--- DESCRIPTION OF THE TASK ---
From the snowboard durability thread below, give back word for word the part that opens with the words containing "I take it that" and closes with "some good discussion.".

— START QUOTED TEXT —

# Most Durable Snowboard Brand



## hardasacatshead (Aug 21, 2013)

CheesemonkE said:


> I know that neversummer is over-hyped...


/sigh... here we go again


----------



## CheesemonkE (Nov 29, 2010)

hardasacatshead said:


> /sigh... here we go again


I'm just saying I know that is gonna get thrown out there by somebody


----------



## hardasacatshead (Aug 21, 2013)

Well lucky you beat 'em to the punch lol


----------



## CheesemonkE (Nov 29, 2010)

hardasacatshead said:


> Well lucky you beat 'em to the punch lol


I take it that "neversummer" would be your answer to my question. Glad we worked that out :eusa_clap:


----------



## hardasacatshead (Aug 21, 2013)

Hahaha no not at all. I've bought a Proto HD but I'm yet to see it so I can't comment. From all reports it's a very solid deck but with all the hype getting ejaculated around the inter webs who knows how much truth is in that. 

Anyway, sorry to hijack/troll your thread - this is a valid topic and one that will surely raise some good discussion.


----------



## walove (May 1, 2009)

my k2 fastplant got hit by a semi truck and is in pretty good shape, ymmv


----------



## RightCoastShred (Aug 26, 2012)

Really really hate burton, but I've used a couple of their boards for when im riding on complete shit in the streets and they have never failed me.


----------



## Bones (Feb 24, 2008)

CheesemonkE said:


> but I would assume companies that have their factories in America (NS,Mervin) make higher quality products than overseas


Why would you assume that?

— END QUOTED TEXT —
— START DATASET CONTENT —

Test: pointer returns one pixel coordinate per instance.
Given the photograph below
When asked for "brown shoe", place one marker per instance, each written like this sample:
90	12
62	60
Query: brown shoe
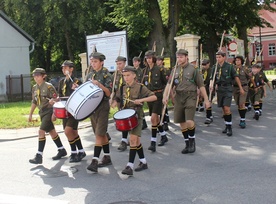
93	166
141	167
106	160
128	171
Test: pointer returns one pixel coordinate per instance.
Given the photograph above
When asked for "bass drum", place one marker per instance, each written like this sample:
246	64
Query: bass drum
84	100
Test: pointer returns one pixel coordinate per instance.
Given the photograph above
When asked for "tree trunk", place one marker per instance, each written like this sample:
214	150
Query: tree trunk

— END DATASET CONTENT —

--- REPLY ---
I take it that "neversummer" would be your answer to my question. Glad we worked that out :eusa_clap:


----------



## hardasacatshead (Aug 21, 2013)

Hahaha no not at all. I've bought a Proto HD but I'm yet to see it so I can't comment. From all reports it's a very solid deck but with all the hype getting ejaculated around the inter webs who knows how much truth is in that. 

Anyway, sorry to hijack/troll your thread - this is a valid topic and one that will surely raise some good discussion.